[[ Material supplied open ]]

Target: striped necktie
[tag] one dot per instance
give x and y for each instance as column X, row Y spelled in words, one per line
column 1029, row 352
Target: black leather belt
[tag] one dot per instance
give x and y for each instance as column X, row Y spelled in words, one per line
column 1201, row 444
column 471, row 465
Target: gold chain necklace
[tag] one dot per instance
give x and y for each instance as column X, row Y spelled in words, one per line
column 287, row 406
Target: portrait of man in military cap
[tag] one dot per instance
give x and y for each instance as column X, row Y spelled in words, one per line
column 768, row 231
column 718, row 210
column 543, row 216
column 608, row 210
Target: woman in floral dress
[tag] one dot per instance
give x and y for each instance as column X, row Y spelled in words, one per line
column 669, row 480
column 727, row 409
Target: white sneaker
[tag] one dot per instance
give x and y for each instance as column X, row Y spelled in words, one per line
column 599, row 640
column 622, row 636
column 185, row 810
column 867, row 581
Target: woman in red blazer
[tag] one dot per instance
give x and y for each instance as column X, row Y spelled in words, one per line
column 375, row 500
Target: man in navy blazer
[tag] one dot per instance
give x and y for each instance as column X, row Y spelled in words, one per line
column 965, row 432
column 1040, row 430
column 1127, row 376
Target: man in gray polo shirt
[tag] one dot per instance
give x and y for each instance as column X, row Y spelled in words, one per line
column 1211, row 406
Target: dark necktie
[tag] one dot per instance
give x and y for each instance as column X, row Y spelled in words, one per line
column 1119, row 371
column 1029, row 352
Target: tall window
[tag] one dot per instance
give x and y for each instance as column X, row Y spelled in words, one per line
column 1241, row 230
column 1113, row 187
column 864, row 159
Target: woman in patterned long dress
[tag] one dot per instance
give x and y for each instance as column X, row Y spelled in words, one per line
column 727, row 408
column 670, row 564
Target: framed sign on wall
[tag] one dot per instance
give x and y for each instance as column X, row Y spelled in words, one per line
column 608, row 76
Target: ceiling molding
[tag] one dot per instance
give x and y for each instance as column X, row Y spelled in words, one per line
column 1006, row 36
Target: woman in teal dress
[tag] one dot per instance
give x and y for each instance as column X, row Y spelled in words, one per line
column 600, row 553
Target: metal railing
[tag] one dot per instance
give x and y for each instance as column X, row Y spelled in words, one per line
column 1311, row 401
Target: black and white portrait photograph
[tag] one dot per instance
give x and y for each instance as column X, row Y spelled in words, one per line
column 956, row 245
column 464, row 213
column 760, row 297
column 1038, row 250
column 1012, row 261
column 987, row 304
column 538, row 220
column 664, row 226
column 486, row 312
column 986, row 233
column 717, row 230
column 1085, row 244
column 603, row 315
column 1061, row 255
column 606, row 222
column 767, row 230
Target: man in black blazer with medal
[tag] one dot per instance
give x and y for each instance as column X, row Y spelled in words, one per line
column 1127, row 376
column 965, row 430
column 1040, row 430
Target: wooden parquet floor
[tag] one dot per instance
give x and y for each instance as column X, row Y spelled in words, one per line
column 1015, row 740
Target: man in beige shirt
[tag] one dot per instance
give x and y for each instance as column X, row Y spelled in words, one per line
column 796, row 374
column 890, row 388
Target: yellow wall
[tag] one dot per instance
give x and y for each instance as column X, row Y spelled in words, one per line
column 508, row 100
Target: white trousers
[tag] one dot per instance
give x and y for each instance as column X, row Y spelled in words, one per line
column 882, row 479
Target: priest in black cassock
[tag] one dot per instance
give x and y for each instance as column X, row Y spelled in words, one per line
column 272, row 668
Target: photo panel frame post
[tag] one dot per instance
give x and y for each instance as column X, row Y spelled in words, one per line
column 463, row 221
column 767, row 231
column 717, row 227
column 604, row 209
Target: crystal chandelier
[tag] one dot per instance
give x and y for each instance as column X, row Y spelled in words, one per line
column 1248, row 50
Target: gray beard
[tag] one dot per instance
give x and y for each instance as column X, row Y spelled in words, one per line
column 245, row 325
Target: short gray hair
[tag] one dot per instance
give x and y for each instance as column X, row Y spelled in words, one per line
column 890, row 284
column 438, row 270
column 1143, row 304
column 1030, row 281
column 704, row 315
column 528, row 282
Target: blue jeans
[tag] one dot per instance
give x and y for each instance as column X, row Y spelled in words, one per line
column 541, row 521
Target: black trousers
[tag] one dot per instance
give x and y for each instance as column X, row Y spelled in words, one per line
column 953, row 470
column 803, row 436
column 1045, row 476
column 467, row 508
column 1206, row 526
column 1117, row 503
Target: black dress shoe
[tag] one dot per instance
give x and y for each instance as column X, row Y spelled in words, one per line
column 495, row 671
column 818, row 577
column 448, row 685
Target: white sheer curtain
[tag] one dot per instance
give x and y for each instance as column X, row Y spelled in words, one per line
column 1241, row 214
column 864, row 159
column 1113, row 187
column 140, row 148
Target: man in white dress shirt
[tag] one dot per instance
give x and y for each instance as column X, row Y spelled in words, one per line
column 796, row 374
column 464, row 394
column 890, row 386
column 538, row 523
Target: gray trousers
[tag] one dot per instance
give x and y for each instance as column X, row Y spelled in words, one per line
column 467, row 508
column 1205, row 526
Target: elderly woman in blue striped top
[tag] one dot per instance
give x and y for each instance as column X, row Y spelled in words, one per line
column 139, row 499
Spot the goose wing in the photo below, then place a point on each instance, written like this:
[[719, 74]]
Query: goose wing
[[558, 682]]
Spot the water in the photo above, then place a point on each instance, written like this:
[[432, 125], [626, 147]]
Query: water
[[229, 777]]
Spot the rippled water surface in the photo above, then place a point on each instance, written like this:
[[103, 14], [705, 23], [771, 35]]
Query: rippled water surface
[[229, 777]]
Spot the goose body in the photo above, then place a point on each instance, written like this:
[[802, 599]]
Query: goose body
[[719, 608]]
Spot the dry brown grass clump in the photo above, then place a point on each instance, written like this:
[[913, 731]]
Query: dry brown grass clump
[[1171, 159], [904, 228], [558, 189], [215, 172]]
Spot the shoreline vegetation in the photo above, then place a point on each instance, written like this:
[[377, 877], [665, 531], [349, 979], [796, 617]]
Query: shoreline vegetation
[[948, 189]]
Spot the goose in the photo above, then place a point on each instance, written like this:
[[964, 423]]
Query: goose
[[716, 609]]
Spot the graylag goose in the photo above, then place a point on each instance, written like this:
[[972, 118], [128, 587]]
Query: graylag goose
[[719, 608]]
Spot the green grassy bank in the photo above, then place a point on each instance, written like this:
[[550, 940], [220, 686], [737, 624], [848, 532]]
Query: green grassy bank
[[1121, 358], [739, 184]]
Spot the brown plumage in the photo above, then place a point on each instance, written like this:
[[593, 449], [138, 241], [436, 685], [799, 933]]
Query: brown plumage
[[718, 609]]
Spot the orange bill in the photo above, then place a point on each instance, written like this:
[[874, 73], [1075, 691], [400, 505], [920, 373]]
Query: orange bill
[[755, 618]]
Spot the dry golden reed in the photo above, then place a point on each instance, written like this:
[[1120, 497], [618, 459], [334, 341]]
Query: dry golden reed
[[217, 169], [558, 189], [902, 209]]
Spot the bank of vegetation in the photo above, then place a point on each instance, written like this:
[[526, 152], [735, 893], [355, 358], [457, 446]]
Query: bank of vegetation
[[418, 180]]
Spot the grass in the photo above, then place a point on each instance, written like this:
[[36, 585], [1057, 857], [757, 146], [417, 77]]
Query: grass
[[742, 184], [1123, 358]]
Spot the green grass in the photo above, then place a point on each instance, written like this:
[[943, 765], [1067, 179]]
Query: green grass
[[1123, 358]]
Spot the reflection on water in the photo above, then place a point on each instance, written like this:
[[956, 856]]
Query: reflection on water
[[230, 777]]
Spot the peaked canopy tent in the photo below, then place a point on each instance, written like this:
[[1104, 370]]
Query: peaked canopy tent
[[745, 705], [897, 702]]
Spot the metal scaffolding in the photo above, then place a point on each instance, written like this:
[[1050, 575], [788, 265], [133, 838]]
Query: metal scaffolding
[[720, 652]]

[[ Material supplied closed ]]

Identify the lines of the data that contain the word "wall". Copy each of them.

Target: framed sign on wall
Target: yellow wall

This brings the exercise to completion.